-- Short exercise 1 --
In the DVD drive thread, what laptop model does the first poster own?

-- Reading text --
# Laptop DVD Drive Problem (Not detected?)



## rmayan (Apr 15, 2008)

Laptop model *HP dv2550se*
OS *Windows Vista Home Premium*

A while ago my DVD drive was working fine. Then I needed to convert a UIF file to ISO, so I installed *Magic Disc* [ http://www.magiciso.com/tutorials/miso-magicdisc-overview.htm ]. Well, converting the file worked, but now the DVD drive no longer appears in "My Computer." I don't see an entry for it in the Device Manager, either. I have since uninstalled Magic Disc.

I took the laptop to Best Buy and explained the problem to the tech there. He put in a CD and ran a program, and the DVD drive appeared in "My Computer." So I went home satisfied, but when I restarted the laptop, it was no longer there!

I tried reinstalling and uninstalling Magic Disc to try to fix it, but to no avail. I tried a full system recovery (reset to "original factory conditions") but the DVD drive still doesn't appear.

Someone pointed me to this article:
http://support.microsoft.com/default.aspx/kb/929461
*(Default)* is set to *DVD/CD-ROM drives*
*Class* is set to *CDROM*
Other keys listed are *ClassDesc*, *EnumPropPage32*, *IconPath*, *Installer32*, *NoInstallClass*, and *SilentInstall*, but I don't see *UpperFilters* or *LowerFilters*.

Can anyone help? Thanks


----------



## Elvandil (Aug 1, 2003)

Try both:

this reg file to do the same thing. Or CDGone Variant.


----------



## rmayan (Apr 15, 2008)

-- Data rows --
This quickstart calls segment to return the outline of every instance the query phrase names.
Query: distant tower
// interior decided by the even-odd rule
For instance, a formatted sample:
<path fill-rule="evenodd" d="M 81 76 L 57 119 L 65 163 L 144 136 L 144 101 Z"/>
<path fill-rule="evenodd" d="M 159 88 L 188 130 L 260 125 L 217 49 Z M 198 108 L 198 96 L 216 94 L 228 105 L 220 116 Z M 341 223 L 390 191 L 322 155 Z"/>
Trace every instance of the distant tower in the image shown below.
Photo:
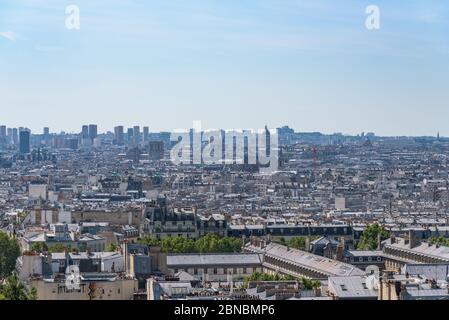
<path fill-rule="evenodd" d="M 20 153 L 30 153 L 30 131 L 28 129 L 21 130 L 19 133 Z"/>

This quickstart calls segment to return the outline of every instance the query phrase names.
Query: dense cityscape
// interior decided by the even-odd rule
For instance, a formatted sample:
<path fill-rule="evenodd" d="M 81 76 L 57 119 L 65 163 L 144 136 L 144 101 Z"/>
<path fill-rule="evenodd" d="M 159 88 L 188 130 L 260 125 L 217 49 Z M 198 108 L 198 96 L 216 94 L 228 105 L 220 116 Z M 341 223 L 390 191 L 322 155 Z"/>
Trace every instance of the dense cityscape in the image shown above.
<path fill-rule="evenodd" d="M 175 165 L 170 132 L 80 129 L 0 126 L 0 299 L 449 300 L 438 133 L 284 126 L 267 174 Z"/>

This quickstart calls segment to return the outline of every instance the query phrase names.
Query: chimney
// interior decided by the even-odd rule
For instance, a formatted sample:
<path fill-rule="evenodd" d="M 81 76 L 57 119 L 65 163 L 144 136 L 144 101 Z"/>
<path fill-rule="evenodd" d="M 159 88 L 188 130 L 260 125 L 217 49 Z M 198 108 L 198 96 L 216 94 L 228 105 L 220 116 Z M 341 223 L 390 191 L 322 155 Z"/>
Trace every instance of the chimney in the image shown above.
<path fill-rule="evenodd" d="M 337 251 L 335 253 L 335 260 L 343 261 L 343 251 L 345 250 L 344 244 L 339 243 L 337 246 Z"/>
<path fill-rule="evenodd" d="M 380 232 L 377 234 L 377 250 L 382 249 L 382 238 L 380 237 Z"/>
<path fill-rule="evenodd" d="M 415 230 L 409 230 L 408 231 L 408 241 L 409 241 L 409 248 L 413 249 L 414 247 L 419 245 L 419 241 L 416 239 L 415 236 Z"/>
<path fill-rule="evenodd" d="M 391 244 L 396 243 L 396 236 L 394 235 L 394 233 L 391 233 L 390 240 L 391 240 Z"/>

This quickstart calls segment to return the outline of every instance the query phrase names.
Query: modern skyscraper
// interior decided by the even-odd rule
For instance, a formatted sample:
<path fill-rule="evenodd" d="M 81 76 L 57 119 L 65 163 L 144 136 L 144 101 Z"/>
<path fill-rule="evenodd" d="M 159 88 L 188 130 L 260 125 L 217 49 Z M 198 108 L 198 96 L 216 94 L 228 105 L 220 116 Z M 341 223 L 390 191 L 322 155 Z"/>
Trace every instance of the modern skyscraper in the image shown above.
<path fill-rule="evenodd" d="M 149 139 L 150 139 L 150 128 L 143 127 L 143 142 L 147 144 Z"/>
<path fill-rule="evenodd" d="M 0 126 L 0 138 L 6 138 L 6 126 Z"/>
<path fill-rule="evenodd" d="M 140 127 L 134 126 L 133 133 L 134 133 L 134 144 L 135 145 L 140 144 Z"/>
<path fill-rule="evenodd" d="M 89 139 L 89 126 L 84 125 L 81 129 L 81 138 Z"/>
<path fill-rule="evenodd" d="M 134 142 L 134 130 L 133 128 L 128 128 L 127 134 L 126 134 L 126 138 L 128 141 L 128 144 L 133 144 Z"/>
<path fill-rule="evenodd" d="M 12 142 L 15 146 L 19 144 L 19 132 L 17 128 L 12 129 Z"/>
<path fill-rule="evenodd" d="M 96 124 L 89 125 L 89 139 L 95 139 L 98 136 L 98 128 Z"/>
<path fill-rule="evenodd" d="M 30 153 L 30 130 L 23 129 L 19 134 L 20 141 L 20 154 L 29 154 Z"/>
<path fill-rule="evenodd" d="M 118 145 L 123 145 L 124 143 L 124 133 L 123 133 L 123 126 L 117 126 L 114 128 L 114 138 L 115 143 Z"/>

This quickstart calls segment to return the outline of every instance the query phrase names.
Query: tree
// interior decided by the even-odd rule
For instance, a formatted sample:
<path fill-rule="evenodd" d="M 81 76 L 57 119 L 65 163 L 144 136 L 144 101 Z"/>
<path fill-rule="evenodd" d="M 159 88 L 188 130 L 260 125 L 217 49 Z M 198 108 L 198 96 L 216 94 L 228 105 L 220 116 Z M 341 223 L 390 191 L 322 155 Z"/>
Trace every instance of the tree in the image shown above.
<path fill-rule="evenodd" d="M 50 252 L 50 253 L 64 252 L 65 250 L 69 250 L 70 251 L 70 246 L 66 247 L 62 243 L 57 243 L 57 244 L 52 245 L 51 247 L 48 248 L 48 252 Z"/>
<path fill-rule="evenodd" d="M 385 230 L 385 228 L 381 227 L 378 223 L 369 225 L 363 231 L 357 249 L 376 250 L 379 235 L 381 241 L 387 239 L 390 236 L 389 232 Z"/>
<path fill-rule="evenodd" d="M 19 256 L 20 247 L 17 241 L 0 232 L 0 278 L 6 278 L 13 272 Z"/>
<path fill-rule="evenodd" d="M 287 242 L 287 245 L 299 249 L 306 250 L 306 238 L 305 237 L 294 237 Z"/>
<path fill-rule="evenodd" d="M 35 242 L 31 245 L 31 251 L 42 253 L 48 251 L 48 246 L 45 242 Z"/>
<path fill-rule="evenodd" d="M 139 243 L 148 246 L 159 246 L 166 253 L 220 253 L 240 252 L 241 241 L 233 237 L 220 238 L 208 234 L 198 240 L 183 237 L 167 237 L 162 240 L 146 236 Z"/>
<path fill-rule="evenodd" d="M 106 251 L 107 252 L 115 252 L 117 251 L 118 246 L 115 243 L 110 243 L 108 244 L 108 246 L 106 247 Z"/>
<path fill-rule="evenodd" d="M 37 290 L 28 289 L 20 280 L 16 272 L 13 272 L 0 286 L 0 294 L 4 300 L 36 300 Z"/>
<path fill-rule="evenodd" d="M 321 286 L 321 282 L 318 280 L 312 280 L 307 278 L 301 278 L 301 285 L 304 290 L 313 290 Z"/>

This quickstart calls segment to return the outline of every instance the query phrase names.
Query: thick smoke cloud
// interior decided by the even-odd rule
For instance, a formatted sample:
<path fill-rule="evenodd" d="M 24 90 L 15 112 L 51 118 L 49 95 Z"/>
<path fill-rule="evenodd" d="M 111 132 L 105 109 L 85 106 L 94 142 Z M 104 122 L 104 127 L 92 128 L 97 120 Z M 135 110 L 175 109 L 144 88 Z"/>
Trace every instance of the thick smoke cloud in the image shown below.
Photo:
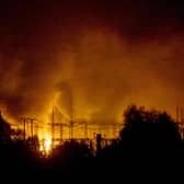
<path fill-rule="evenodd" d="M 0 107 L 45 118 L 120 120 L 130 103 L 183 102 L 183 10 L 177 1 L 11 2 L 1 5 Z"/>

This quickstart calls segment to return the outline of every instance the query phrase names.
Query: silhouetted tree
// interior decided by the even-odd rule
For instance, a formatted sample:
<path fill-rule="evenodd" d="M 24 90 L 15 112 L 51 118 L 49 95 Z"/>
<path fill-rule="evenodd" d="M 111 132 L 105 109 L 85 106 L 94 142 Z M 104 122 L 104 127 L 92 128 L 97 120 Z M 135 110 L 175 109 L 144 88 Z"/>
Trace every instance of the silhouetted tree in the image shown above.
<path fill-rule="evenodd" d="M 176 124 L 165 112 L 146 111 L 145 107 L 129 106 L 125 113 L 125 127 L 120 139 L 128 145 L 143 147 L 173 147 L 182 139 Z"/>

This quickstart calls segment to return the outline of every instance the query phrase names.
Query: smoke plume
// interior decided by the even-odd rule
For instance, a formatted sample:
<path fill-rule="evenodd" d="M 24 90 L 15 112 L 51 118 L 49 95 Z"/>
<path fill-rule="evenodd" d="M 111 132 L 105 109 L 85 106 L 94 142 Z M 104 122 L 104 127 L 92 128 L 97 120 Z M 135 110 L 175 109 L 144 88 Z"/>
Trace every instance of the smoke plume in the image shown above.
<path fill-rule="evenodd" d="M 166 1 L 168 2 L 168 1 Z M 122 120 L 130 103 L 174 115 L 184 92 L 177 1 L 4 2 L 0 107 L 11 118 Z"/>

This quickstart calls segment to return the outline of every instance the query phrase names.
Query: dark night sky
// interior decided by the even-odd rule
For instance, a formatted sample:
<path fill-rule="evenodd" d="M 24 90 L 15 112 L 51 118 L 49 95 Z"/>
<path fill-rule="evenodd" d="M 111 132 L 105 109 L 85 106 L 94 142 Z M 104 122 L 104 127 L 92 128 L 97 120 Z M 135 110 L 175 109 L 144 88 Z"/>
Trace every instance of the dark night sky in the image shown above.
<path fill-rule="evenodd" d="M 0 106 L 116 119 L 129 103 L 183 103 L 184 2 L 0 2 Z"/>

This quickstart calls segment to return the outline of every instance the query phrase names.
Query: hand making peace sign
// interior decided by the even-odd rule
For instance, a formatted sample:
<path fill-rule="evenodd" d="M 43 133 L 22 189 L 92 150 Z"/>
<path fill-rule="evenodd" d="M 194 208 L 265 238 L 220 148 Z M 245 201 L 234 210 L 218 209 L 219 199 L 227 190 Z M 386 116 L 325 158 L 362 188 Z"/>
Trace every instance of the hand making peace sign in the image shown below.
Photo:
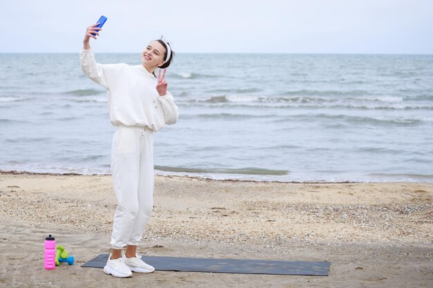
<path fill-rule="evenodd" d="M 163 73 L 163 77 L 161 77 L 161 70 L 159 70 L 158 73 L 158 84 L 156 84 L 156 90 L 158 91 L 158 94 L 160 96 L 164 96 L 167 94 L 167 81 L 164 79 L 165 77 L 165 71 L 167 69 L 164 69 L 164 73 Z"/>

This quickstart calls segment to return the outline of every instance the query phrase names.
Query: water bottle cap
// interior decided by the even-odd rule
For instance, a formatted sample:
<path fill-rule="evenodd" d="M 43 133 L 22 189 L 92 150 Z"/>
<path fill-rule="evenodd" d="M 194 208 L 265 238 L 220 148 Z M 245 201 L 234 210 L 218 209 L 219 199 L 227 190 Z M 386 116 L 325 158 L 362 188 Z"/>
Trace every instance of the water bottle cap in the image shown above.
<path fill-rule="evenodd" d="M 54 239 L 54 237 L 51 237 L 51 234 L 50 234 L 50 236 L 49 236 L 48 237 L 47 237 L 46 238 L 45 238 L 45 240 L 55 240 L 55 239 Z"/>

-- Short exercise 2 --
Quote the rows from their first line through the line containing "175 165 L 170", including both ends and leaving out the pictures.

-- Task result 1 --
HP dv2550se

-- Task result 2 --
This quickstart calls segment to return the outline of every instance the query phrase names.
Query: distant tower
// interior decided by the even-odd rule
For instance, a formatted sample:
<path fill-rule="evenodd" d="M 81 76 L 57 119 L 65 163 L 144 136 L 144 101 Z"/>
<path fill-rule="evenodd" d="M 159 88 L 188 130 L 260 125 L 217 49 Z M 198 108 L 198 96 L 216 94 L 228 105 L 220 116 Z M 341 223 L 390 191 L 322 155 Z"/>
Trace every instance of the distant tower in the image shown below.
Photo:
<path fill-rule="evenodd" d="M 20 153 L 30 153 L 30 131 L 28 129 L 21 130 L 19 133 Z"/>

This quickstart calls segment to return the outline of every instance the query phrase names.
Query: dense cityscape
// interior decided by the even-odd rule
For instance, a formatted sample:
<path fill-rule="evenodd" d="M 81 76 L 57 119 L 65 163 L 144 136 L 144 101 Z"/>
<path fill-rule="evenodd" d="M 159 88 L 188 130 L 260 125 L 217 49 Z M 198 108 L 198 96 L 216 94 L 228 105 L 220 116 Z M 341 223 L 390 191 L 322 155 Z"/>
Trace every instance of the dense cityscape in the image shown above.
<path fill-rule="evenodd" d="M 175 165 L 170 132 L 80 129 L 0 126 L 0 299 L 449 300 L 438 133 L 284 126 L 267 174 Z"/>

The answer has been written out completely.